Work instructions ▸ What is the number of lines below that contain the string "mountain"? Give it and nothing else.

Image point grounding data:
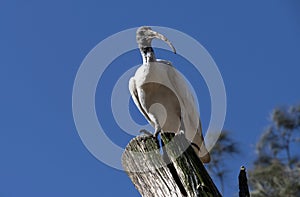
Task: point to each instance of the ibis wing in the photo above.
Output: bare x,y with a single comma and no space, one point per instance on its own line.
135,97
189,113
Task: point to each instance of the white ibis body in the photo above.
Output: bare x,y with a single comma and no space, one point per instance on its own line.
163,96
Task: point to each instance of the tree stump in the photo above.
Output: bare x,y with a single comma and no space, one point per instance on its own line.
174,170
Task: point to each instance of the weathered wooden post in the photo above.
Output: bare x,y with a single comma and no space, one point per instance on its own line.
176,172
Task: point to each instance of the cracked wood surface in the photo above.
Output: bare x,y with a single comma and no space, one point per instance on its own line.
184,175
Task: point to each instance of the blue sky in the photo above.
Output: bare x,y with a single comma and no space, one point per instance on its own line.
255,44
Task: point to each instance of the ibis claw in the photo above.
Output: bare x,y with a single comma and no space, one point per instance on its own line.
144,131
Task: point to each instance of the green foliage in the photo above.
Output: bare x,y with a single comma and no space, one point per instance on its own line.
276,171
225,147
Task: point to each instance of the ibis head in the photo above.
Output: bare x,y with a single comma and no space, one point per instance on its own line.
144,37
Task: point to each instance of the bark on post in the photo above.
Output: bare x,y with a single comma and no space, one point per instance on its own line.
176,172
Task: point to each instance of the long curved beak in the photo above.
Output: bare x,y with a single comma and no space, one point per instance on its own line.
159,36
145,35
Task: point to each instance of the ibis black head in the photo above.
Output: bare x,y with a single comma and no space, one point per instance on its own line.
144,37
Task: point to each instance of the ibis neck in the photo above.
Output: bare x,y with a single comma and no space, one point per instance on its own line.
147,54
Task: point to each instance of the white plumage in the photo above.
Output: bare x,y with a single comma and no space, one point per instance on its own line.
163,97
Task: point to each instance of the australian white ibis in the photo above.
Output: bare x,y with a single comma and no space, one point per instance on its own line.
163,96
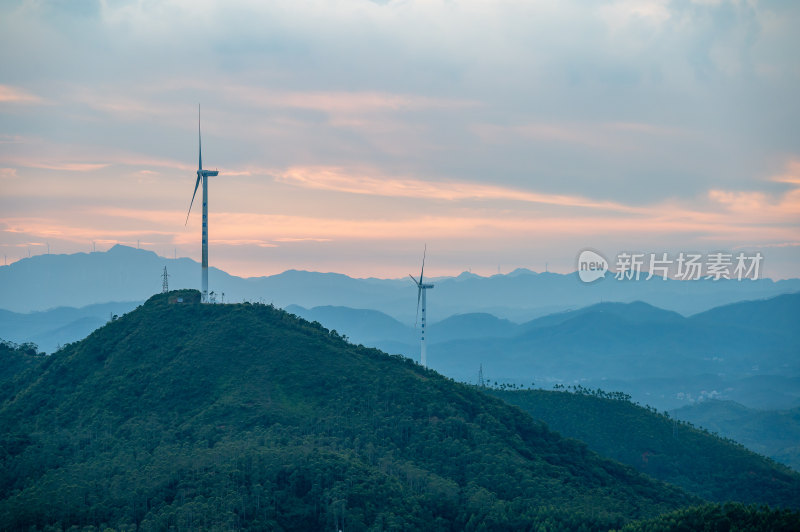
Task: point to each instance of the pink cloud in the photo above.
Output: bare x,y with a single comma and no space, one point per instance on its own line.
9,94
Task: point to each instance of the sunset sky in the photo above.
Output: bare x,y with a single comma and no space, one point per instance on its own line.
349,133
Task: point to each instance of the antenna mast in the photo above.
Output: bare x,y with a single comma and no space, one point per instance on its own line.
164,281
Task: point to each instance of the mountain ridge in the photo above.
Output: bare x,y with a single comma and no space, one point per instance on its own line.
171,407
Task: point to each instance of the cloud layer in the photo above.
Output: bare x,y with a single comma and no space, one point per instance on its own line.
350,133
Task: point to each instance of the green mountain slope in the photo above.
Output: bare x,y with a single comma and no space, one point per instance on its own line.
245,417
16,359
710,467
773,433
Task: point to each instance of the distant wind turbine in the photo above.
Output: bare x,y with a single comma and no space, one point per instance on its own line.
202,175
421,289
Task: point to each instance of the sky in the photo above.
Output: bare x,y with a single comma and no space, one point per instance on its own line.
350,134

Answer box ▸ 2